Start of Dataset records
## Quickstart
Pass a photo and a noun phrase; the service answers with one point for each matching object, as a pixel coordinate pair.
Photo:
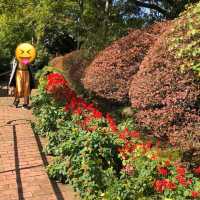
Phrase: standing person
(21, 77)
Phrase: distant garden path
(22, 171)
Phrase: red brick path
(22, 172)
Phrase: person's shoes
(16, 103)
(26, 106)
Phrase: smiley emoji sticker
(25, 53)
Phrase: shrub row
(101, 159)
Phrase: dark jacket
(12, 80)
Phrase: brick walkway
(22, 172)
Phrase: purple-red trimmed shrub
(167, 100)
(110, 73)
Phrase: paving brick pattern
(22, 171)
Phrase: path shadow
(53, 183)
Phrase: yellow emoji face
(25, 53)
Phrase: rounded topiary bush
(168, 98)
(110, 73)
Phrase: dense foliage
(60, 26)
(110, 73)
(101, 159)
(167, 98)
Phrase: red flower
(111, 122)
(197, 170)
(167, 163)
(97, 114)
(180, 170)
(182, 180)
(154, 157)
(134, 134)
(73, 103)
(67, 107)
(161, 185)
(129, 147)
(78, 111)
(195, 194)
(163, 171)
(122, 135)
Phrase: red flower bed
(169, 174)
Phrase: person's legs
(26, 103)
(26, 100)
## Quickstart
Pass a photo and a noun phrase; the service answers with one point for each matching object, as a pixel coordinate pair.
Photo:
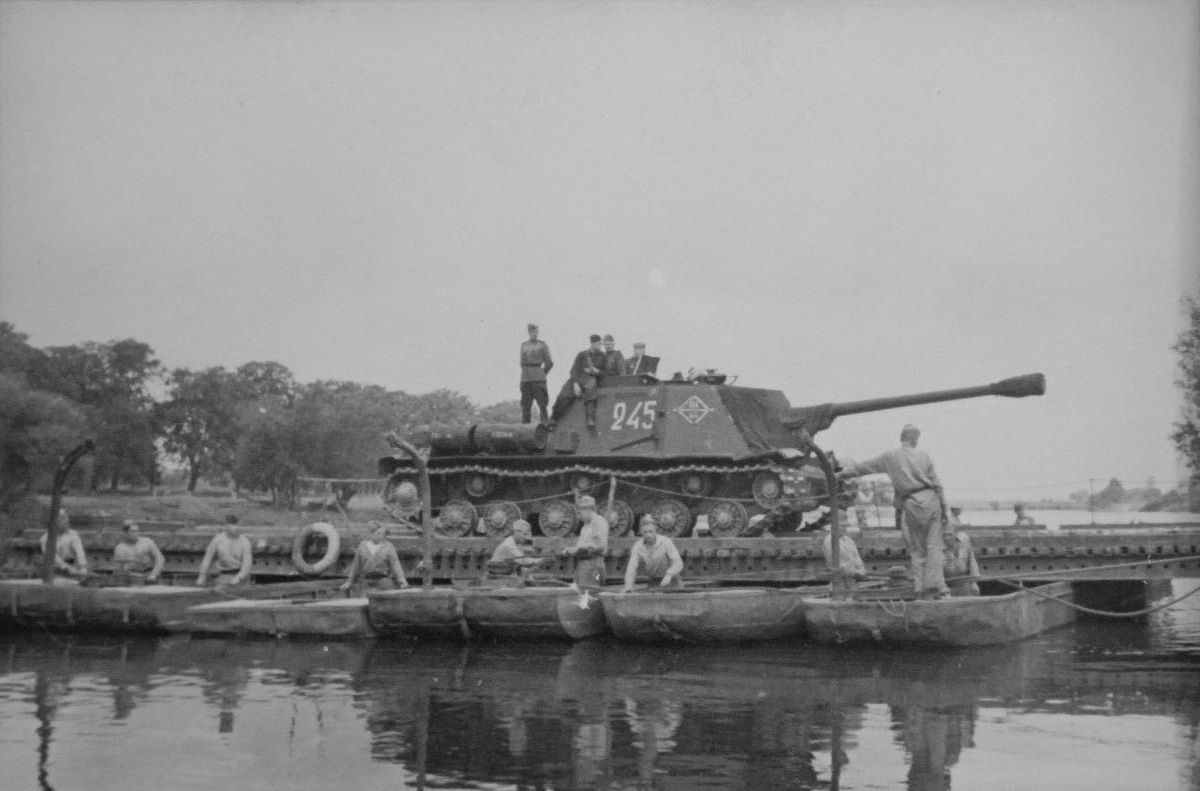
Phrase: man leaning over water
(591, 546)
(69, 555)
(657, 556)
(137, 555)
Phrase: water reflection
(594, 714)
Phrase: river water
(1093, 706)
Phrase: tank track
(487, 497)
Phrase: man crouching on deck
(657, 555)
(232, 555)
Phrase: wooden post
(426, 510)
(52, 528)
(838, 582)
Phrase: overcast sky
(835, 199)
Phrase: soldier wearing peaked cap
(535, 364)
(586, 371)
(615, 361)
(641, 363)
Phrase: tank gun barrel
(821, 417)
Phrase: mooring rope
(1103, 613)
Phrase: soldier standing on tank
(641, 363)
(535, 364)
(581, 383)
(615, 361)
(921, 508)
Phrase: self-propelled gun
(678, 449)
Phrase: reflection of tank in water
(676, 449)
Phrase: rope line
(1103, 613)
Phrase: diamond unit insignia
(693, 409)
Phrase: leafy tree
(16, 354)
(112, 383)
(1111, 495)
(36, 429)
(264, 457)
(442, 406)
(1187, 430)
(199, 420)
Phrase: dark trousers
(533, 391)
(567, 397)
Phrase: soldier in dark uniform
(535, 364)
(586, 372)
(615, 361)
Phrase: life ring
(333, 547)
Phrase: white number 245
(641, 415)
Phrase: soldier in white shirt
(138, 555)
(655, 556)
(69, 555)
(228, 557)
(921, 508)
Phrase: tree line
(255, 426)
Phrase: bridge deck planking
(1079, 553)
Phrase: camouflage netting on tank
(504, 472)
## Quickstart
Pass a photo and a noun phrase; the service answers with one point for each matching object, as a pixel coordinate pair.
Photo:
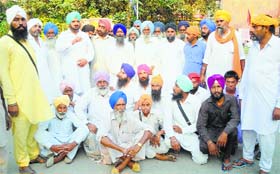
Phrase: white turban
(33, 22)
(13, 11)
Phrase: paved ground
(183, 165)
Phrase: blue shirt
(193, 57)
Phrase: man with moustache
(224, 50)
(217, 122)
(27, 103)
(76, 51)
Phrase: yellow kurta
(20, 81)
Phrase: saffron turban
(157, 80)
(183, 23)
(128, 69)
(106, 23)
(32, 22)
(145, 97)
(114, 98)
(65, 84)
(193, 30)
(160, 25)
(101, 75)
(222, 14)
(184, 83)
(49, 26)
(121, 26)
(73, 15)
(148, 24)
(216, 78)
(210, 24)
(13, 11)
(264, 20)
(64, 99)
(171, 25)
(194, 77)
(145, 68)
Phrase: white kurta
(71, 54)
(260, 88)
(219, 57)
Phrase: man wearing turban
(181, 129)
(123, 135)
(26, 101)
(220, 134)
(224, 50)
(76, 52)
(260, 95)
(60, 137)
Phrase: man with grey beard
(224, 49)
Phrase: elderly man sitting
(59, 138)
(124, 136)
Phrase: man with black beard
(217, 122)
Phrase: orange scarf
(236, 57)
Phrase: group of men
(139, 94)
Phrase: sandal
(240, 163)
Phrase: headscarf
(209, 23)
(184, 83)
(114, 98)
(128, 69)
(222, 14)
(49, 26)
(144, 67)
(73, 15)
(216, 78)
(121, 26)
(13, 11)
(193, 30)
(171, 25)
(106, 23)
(65, 84)
(157, 80)
(183, 23)
(148, 24)
(64, 99)
(32, 22)
(160, 25)
(101, 75)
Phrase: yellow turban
(64, 99)
(146, 97)
(193, 30)
(157, 79)
(222, 14)
(264, 20)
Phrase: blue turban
(160, 25)
(49, 26)
(114, 98)
(121, 26)
(183, 23)
(210, 24)
(147, 24)
(73, 15)
(128, 69)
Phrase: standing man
(224, 49)
(27, 103)
(260, 94)
(76, 51)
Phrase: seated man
(60, 137)
(180, 120)
(157, 147)
(123, 136)
(217, 122)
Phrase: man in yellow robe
(26, 101)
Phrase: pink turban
(216, 78)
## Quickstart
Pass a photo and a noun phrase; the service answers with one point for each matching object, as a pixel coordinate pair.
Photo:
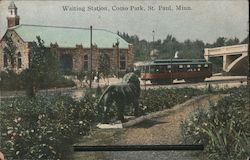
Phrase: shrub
(153, 100)
(9, 80)
(43, 127)
(223, 128)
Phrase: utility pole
(91, 46)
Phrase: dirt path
(161, 130)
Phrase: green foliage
(43, 68)
(10, 50)
(223, 128)
(153, 100)
(43, 127)
(10, 81)
(104, 66)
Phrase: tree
(246, 40)
(233, 41)
(10, 50)
(43, 68)
(104, 66)
(221, 41)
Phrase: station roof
(69, 37)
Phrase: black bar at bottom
(139, 148)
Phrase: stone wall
(77, 54)
(22, 47)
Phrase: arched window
(122, 61)
(19, 60)
(86, 62)
(5, 60)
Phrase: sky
(202, 20)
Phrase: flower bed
(223, 128)
(153, 100)
(43, 127)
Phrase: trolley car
(163, 71)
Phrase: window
(85, 62)
(122, 61)
(19, 60)
(66, 62)
(5, 60)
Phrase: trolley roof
(176, 61)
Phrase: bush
(43, 127)
(12, 81)
(9, 80)
(153, 100)
(223, 128)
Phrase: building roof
(69, 37)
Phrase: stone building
(71, 45)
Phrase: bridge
(235, 58)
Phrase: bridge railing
(227, 50)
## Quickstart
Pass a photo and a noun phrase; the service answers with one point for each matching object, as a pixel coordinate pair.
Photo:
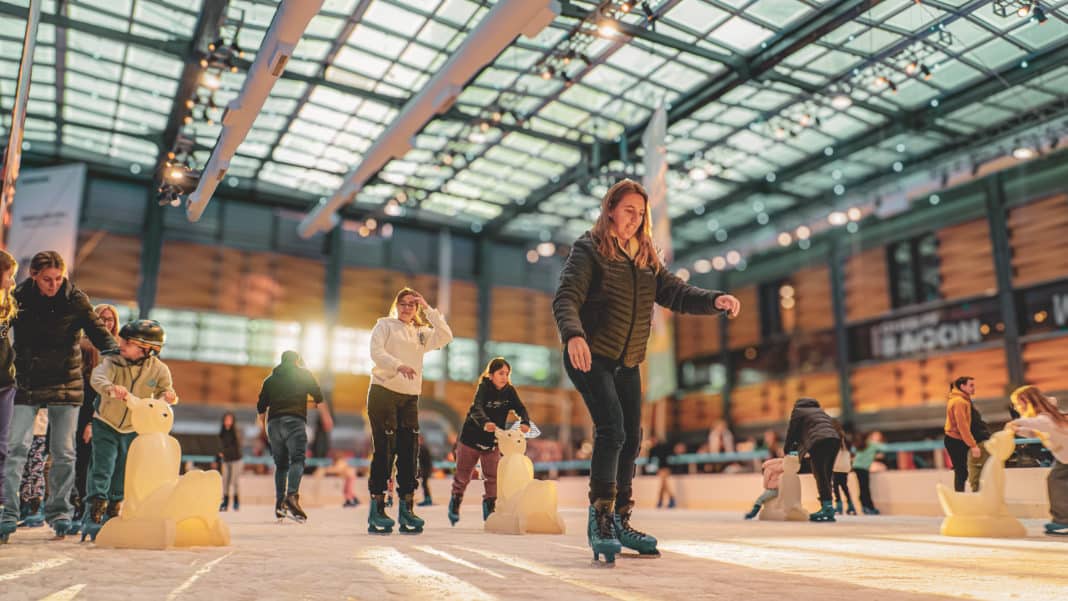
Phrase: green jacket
(610, 302)
(150, 379)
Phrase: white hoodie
(394, 343)
(1056, 435)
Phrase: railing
(583, 464)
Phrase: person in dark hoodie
(52, 315)
(493, 399)
(812, 431)
(9, 267)
(283, 412)
(603, 311)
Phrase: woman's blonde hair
(47, 259)
(420, 318)
(1033, 397)
(8, 305)
(606, 242)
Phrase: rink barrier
(583, 464)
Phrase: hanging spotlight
(842, 101)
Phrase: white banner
(660, 370)
(45, 214)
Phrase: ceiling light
(1023, 153)
(842, 101)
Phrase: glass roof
(784, 126)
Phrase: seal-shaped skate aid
(161, 509)
(983, 513)
(523, 505)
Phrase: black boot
(410, 523)
(600, 531)
(454, 508)
(292, 505)
(378, 522)
(645, 544)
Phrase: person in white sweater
(397, 346)
(1040, 416)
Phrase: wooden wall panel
(812, 288)
(867, 285)
(966, 259)
(1046, 363)
(697, 411)
(1037, 237)
(696, 335)
(107, 266)
(744, 330)
(926, 381)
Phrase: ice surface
(706, 555)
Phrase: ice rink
(706, 555)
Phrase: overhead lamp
(842, 101)
(1023, 153)
(648, 12)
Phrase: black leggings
(394, 433)
(823, 453)
(958, 454)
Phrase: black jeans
(823, 453)
(613, 395)
(394, 432)
(958, 454)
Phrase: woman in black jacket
(493, 399)
(603, 310)
(812, 430)
(52, 314)
(230, 452)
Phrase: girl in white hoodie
(1039, 415)
(397, 346)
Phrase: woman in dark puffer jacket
(603, 310)
(52, 314)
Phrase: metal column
(836, 261)
(1003, 269)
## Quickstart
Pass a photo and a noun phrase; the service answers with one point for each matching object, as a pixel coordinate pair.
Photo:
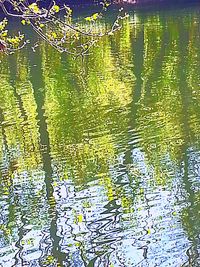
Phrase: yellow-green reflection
(97, 153)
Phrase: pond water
(100, 156)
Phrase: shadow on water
(100, 156)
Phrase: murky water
(100, 157)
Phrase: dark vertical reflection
(187, 166)
(35, 61)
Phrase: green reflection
(102, 135)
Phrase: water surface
(100, 156)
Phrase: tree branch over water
(55, 25)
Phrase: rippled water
(100, 157)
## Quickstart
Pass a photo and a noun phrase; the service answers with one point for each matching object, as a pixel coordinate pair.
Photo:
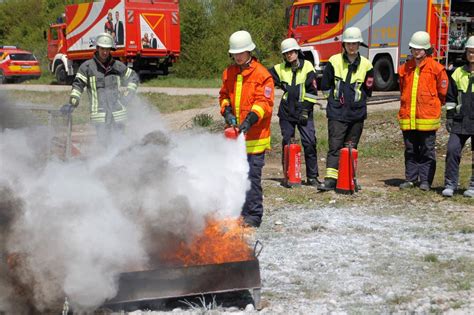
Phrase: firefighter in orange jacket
(423, 88)
(246, 100)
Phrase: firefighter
(347, 82)
(297, 79)
(460, 121)
(246, 101)
(102, 75)
(423, 87)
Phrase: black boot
(329, 184)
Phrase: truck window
(301, 16)
(331, 13)
(316, 14)
(54, 34)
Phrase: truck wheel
(384, 77)
(61, 75)
(3, 80)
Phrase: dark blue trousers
(456, 143)
(253, 206)
(420, 155)
(308, 140)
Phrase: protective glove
(229, 117)
(449, 124)
(67, 109)
(251, 119)
(303, 120)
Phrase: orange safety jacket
(250, 89)
(423, 91)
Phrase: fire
(221, 241)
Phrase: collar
(356, 61)
(107, 64)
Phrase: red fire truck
(386, 26)
(146, 34)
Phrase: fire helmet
(104, 40)
(240, 41)
(289, 44)
(470, 42)
(352, 35)
(420, 40)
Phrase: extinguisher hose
(356, 186)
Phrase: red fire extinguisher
(346, 180)
(292, 163)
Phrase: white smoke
End of Dataset records
Work required -
Print only the lines from the line that contains "Phrase: tree branch over water" to the final line of the data, inclusive. Pictures stay out.

Exercise result -
Phrase: tree branch over water
(55, 25)
Phrase: rippled water
(100, 157)
## Quickstart
Pass a photo and a noun phrase; the service answers with one point for each matching object, as a pixel coordinate pair.
Photo:
Phrase: firefighter in orange jacket
(423, 88)
(246, 100)
Phrase: firefighter
(347, 82)
(297, 79)
(460, 121)
(246, 101)
(102, 75)
(423, 87)
Phrase: black boot
(329, 184)
Phrase: truck window
(301, 16)
(331, 13)
(316, 14)
(54, 34)
Phrase: truck wheel
(384, 77)
(61, 75)
(3, 80)
Phrase: dark blue trousers
(456, 143)
(253, 206)
(420, 155)
(308, 140)
Phrase: protective glove
(229, 117)
(449, 124)
(67, 109)
(251, 119)
(303, 120)
Phrase: orange safety jacket
(250, 89)
(423, 91)
Phrase: fire
(221, 241)
Phrase: collar
(356, 61)
(107, 64)
Phrase: red fire truck
(386, 26)
(146, 34)
Phrase: fire helmet
(104, 40)
(240, 41)
(289, 44)
(470, 42)
(352, 35)
(420, 40)
Phrase: extinguisher hose
(356, 186)
Phrase: red fire extinguisher
(346, 180)
(292, 163)
Phrase: white smoke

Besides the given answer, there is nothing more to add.